§ **提供テキスト**
......

コントレイルのレースと調教

デアリングタクトの関係者の方々、史上初となる無敗での牝馬三冠達成おめでとうございます。キャリア僅か5戦ですよ。私のイメージだと、もっとレースを走っていたように感じるんですが、それは私の頭の中でデアリングタクトが何度も走っていたからそう感じただけで、全5戦、非常に濃い内容のレースばかりでした。三冠最後の秋華賞はTwitterで触れたように4コーナーをクリアするまで、20完歩近く逆手前で走っていました。僅かの差程度ではあるものの、この逆手前で走っていた区間が最速ピッチをマークしていました。ペースが緩んだコーナーならまだしも、外から3頭が被せるように馬体を併せていたシーンであり、それを逆手前で凌ぐ労力はかなりなモノだったと思われます。200mのラップで例えるなら0.2秒以上と思えるほどの減速。仮に同じピッチで順手前なら、コーナーで一気に突き放すような形。マトモならもっと余裕を持って最後の直線を迎えたはずで、ラストはブレーキを掛けられるほどの楽勝になっていただろうと推測します。よく「最後の直線で手前を替えてくれなかった」という話を耳にしますが、そんなことより勝負処のコーナーで逆手前のまま走り続けることの方が影響度は甚大です。次走はどこに向かうのでしょうか・・・。きっと、ジャパンカップですよね!

......

§ **掲載一覧**
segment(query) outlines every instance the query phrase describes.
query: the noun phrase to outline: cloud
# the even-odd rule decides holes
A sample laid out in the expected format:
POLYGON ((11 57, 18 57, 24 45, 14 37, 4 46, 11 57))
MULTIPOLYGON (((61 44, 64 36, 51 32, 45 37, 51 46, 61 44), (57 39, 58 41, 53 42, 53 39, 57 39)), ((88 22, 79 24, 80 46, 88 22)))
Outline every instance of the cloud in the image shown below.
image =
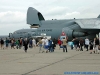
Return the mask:
POLYGON ((0 24, 21 23, 25 21, 26 13, 19 11, 0 12, 0 24))

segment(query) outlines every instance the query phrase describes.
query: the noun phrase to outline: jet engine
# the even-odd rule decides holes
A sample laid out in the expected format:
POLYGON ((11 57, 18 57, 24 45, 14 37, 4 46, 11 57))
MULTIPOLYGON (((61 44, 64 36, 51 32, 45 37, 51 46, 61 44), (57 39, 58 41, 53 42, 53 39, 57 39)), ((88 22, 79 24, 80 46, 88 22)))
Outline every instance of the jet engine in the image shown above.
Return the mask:
POLYGON ((74 31, 68 27, 63 28, 62 32, 64 32, 66 34, 66 36, 68 36, 68 38, 86 36, 86 34, 84 32, 74 31))

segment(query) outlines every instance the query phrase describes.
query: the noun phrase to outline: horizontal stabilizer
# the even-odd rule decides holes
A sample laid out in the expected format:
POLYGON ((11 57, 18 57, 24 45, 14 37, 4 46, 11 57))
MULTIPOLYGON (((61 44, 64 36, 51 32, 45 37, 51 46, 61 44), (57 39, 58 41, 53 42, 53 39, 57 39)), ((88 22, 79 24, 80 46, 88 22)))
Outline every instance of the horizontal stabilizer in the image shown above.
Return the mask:
POLYGON ((29 7, 27 11, 27 24, 40 26, 40 21, 45 20, 43 15, 36 9, 29 7))

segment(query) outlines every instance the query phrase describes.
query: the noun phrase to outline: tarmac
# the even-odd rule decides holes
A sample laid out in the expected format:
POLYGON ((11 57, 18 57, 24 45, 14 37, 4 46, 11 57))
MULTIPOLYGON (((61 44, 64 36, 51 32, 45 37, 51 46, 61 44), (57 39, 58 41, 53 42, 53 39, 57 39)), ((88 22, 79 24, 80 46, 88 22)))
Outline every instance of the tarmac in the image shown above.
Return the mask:
POLYGON ((58 47, 52 53, 39 53, 39 47, 0 49, 0 75, 100 75, 100 54, 58 47), (90 73, 90 74, 89 74, 90 73))

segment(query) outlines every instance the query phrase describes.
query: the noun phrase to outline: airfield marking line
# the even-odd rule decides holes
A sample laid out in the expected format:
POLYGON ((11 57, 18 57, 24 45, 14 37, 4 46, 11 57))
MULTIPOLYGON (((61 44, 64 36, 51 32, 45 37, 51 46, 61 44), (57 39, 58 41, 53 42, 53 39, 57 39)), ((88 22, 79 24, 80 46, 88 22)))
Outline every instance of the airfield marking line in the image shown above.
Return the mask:
POLYGON ((43 67, 37 68, 37 69, 35 69, 35 70, 29 71, 29 72, 24 73, 24 74, 21 74, 21 75, 28 75, 28 74, 31 73, 31 72, 35 72, 35 71, 38 71, 38 70, 40 70, 40 69, 46 68, 46 67, 48 67, 48 66, 51 66, 51 65, 57 64, 57 63, 59 63, 59 62, 62 62, 62 61, 64 61, 64 60, 67 60, 67 59, 70 59, 70 58, 73 58, 73 57, 75 57, 75 56, 77 56, 77 55, 80 55, 80 54, 82 54, 82 53, 85 53, 85 52, 86 52, 86 51, 81 52, 81 53, 79 53, 79 54, 75 54, 75 55, 73 55, 73 56, 71 56, 71 57, 66 57, 66 58, 64 58, 64 59, 61 59, 61 60, 59 60, 59 61, 56 61, 56 62, 50 63, 50 64, 48 64, 48 65, 46 65, 46 66, 43 66, 43 67))
MULTIPOLYGON (((18 54, 18 53, 11 53, 11 54, 18 54)), ((8 55, 11 55, 11 54, 8 54, 8 55)), ((36 53, 36 54, 39 54, 39 53, 36 53)), ((1 63, 8 63, 8 62, 17 61, 17 60, 20 60, 20 59, 26 59, 26 58, 34 57, 36 54, 33 54, 32 56, 29 56, 29 57, 22 57, 22 58, 10 60, 10 61, 5 61, 5 62, 1 62, 1 63)))

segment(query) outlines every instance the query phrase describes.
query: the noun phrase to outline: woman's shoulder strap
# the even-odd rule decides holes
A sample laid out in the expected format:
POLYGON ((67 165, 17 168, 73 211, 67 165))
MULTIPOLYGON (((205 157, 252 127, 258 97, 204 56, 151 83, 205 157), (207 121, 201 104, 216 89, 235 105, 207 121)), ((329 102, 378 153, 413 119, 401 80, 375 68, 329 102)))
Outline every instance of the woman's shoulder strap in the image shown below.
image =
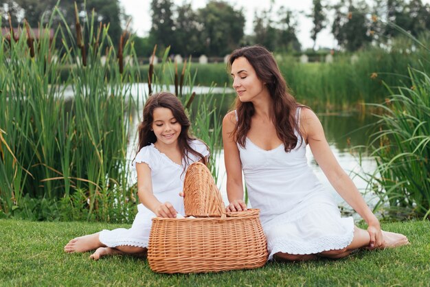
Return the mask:
POLYGON ((297 127, 300 126, 300 111, 302 111, 301 106, 297 106, 295 108, 295 121, 297 123, 297 127))

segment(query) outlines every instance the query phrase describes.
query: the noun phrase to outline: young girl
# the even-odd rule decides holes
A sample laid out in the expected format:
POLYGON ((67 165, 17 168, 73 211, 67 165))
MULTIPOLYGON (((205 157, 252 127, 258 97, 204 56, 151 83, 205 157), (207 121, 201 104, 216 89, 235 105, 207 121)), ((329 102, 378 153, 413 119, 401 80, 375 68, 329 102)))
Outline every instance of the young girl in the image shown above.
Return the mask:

......

§ **取り組む課題**
(1) デアリングタクトについての文章の中で、算用数字で書かれた数を単位ごとに、出てくる順にすべて書き出してください。同じものが繰り返し出てくる場合は、そのたびに挙げてください。
(2) デアリングタクトについての文章が終わったところから、その先を書き続けてください。
一覧は、テキストとは別の出どころから取ったものです。

§ **各課題の解答**
(1) 5戦、5戦、4コーナー、20完歩、3頭、200m、0.2秒

(2)
そのデアリングタクトからバトンを引き継ぐ形で、今週はコントレイルが無敗での三冠達成に挑みます。そんな折、カンテレさんがコントレイルの追い切りのスペシャル映像をYouTubeにアップしてくれました。もうみなさんもご覧になったと思います

以前、アーモンドアイの追い切りでも同様の映像を見る機会がありましたが、この馬上カメラの映像は実に迫力ありますね。というわけで、2020/10/14栗東CWでの調教における完歩ピッチデータを、過去3戦のデータとともに見ていきたいと思います。

この栗東CWコースは1周1800m。馬場に出てほどなくキャンターに移り、丸々1周走っているので、1800m戦という体でデータを採ってあります。100m毎の平均完歩ピッチはこのようになります。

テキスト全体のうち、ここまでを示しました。